### Given task
Update the rows below by replacing each "wall-mounted television" with "flat-screen television", and keep everything else the same.

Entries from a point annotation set
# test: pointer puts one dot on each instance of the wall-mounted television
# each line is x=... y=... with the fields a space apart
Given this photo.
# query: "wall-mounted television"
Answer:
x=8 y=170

### Problem solution
# test: pointer puts one dot on each instance of the flat-screen television
# each line is x=... y=... with the fields a space apart
Given this photo.
# query: "flat-screen television"
Answer:
x=8 y=170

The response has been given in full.